→ Work task A: Sum up the welfare work requirement article in two sentences.
→ Work task B: Copy the welfare work requirement article word for word between "The Trump administration may" and "a practical question.", inclusive.

→ Selected excerpt:

The Trump administration may have declared it over, but a new War on Poverty is coming anyways. It will be fought largely over the “work requirement” — should the government require welfare recipients either to get a job or to train for one? It’s a philosophical as much as a practical question.

A work requirement addresses a dilemma of all welfare programs. If you make eligibility and benefits too generous, you destroy the incentive to work. People will just collect their welfare checks. But if the program is too stingy and strict, many genuinely needy people may lack support. A work requirement tries to disarm this dilemma by conditioning welfare benefits on having a job or training for one.

There’s already a work requirement for TANF (Temporary Assistance for Needy Families). That’s traditional welfare; it mainly assists single mothers and their children. Now the Trump administration proposes work requirements for two huge programs: Medicaid and food stamps, known as SNAP (Supplemental Nutrition Assistance Program).

A little background.

First, these programs are huge. According to a new report by President Donald Trump’s Council of Economic Advisers (CEA), Medicaid had 71 million recipients in 2016 and cost $566 billion, counting both federal and state contributions. (The program is jointly funded.) SNAP spending in 2016 totaled $71 billion for 44 million beneficiaries. TANF is the smallest program of the group, with spending of $31 billion for 3.9 million recipients.

Second, the debate over the work requirement excludes older and disabled Americans. The focus would be on able-bodied and non-elderly people between 18 and 64. Disability status would be determined by classification under two major disability programs: Social Security Disability Insurance (SSDI) or the Supplemental Security Income program (SSI).

In 2013, reports a new CEA study, there were about 17.2 million adult Medicaid recipients who were neither disabled nor elderly. The comparable figure for SNAP was 18.6 million beneficiaries. In both cases, about half the recipients didn’t work at all, and nearly another 20 percent worked fewer than 30 hours a week.

Records from a collection:
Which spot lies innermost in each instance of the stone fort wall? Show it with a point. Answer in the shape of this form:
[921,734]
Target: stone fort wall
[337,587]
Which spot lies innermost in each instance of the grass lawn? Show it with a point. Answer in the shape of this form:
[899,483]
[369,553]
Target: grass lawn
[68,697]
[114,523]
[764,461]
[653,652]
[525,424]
==
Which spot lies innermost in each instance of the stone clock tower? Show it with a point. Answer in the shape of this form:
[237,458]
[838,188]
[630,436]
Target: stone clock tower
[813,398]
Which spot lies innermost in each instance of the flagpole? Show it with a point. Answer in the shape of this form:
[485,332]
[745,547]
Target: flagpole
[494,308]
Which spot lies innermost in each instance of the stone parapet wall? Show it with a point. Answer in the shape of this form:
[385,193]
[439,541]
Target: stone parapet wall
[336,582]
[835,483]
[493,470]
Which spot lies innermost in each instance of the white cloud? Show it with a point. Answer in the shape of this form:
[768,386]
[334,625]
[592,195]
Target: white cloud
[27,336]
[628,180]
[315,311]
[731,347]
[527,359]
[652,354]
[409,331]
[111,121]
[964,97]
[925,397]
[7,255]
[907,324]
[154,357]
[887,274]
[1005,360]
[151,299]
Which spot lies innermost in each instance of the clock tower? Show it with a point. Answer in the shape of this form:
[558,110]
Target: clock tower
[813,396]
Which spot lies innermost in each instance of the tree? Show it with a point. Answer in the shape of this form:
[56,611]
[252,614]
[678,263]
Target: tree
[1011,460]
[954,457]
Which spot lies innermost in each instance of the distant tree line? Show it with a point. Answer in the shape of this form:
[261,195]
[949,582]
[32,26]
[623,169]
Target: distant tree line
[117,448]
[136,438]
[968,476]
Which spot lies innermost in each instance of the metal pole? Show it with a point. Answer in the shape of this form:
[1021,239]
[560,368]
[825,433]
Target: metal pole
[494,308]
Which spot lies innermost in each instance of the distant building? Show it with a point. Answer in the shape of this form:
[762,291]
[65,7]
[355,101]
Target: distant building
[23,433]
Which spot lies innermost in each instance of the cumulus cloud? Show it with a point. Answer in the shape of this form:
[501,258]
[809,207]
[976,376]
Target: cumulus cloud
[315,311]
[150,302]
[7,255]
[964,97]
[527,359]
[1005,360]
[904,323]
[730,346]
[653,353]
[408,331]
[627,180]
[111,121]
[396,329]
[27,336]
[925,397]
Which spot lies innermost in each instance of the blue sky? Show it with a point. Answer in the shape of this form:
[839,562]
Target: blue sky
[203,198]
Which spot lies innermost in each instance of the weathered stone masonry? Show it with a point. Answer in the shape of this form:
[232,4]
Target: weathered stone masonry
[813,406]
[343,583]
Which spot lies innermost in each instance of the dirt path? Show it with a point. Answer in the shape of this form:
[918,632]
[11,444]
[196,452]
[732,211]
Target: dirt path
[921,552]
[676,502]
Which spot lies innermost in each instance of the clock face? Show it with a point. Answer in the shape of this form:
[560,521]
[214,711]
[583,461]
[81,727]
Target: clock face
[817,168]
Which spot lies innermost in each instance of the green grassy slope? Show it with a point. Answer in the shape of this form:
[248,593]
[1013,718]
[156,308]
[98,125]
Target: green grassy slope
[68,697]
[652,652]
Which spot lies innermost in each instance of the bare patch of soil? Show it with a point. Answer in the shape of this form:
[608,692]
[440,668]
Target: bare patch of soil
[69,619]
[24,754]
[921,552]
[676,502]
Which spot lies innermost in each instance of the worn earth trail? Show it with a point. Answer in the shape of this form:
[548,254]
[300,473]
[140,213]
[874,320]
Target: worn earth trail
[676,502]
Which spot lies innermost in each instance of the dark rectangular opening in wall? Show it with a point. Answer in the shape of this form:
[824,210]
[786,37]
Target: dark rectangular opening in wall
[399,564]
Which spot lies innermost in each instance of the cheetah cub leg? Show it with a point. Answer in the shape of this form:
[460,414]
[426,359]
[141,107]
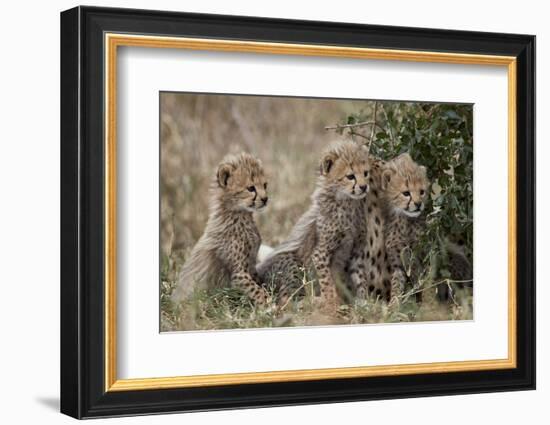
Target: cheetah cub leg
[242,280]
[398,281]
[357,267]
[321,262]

→ Exercise answer A: A new fight over poverty will center on whether welfare recipients should have to get a job or train for one, a rule meant to keep benefits from killing the incentive to work without leaving needy people unsupported. TANF already has such a rule, and the Trump administration wants to add it to Medicaid and SNAP for able-bodied, non-elderly adults, about half of whom did not work at all in 2013.

→ Exercise answer B:
The Trump administration may have declared it over, but a new War on Poverty is coming anyways. It will be fought largely over the “work requirement” — should the government require welfare recipients either to get a job or to train for one? It’s a philosophical as much as a practical question.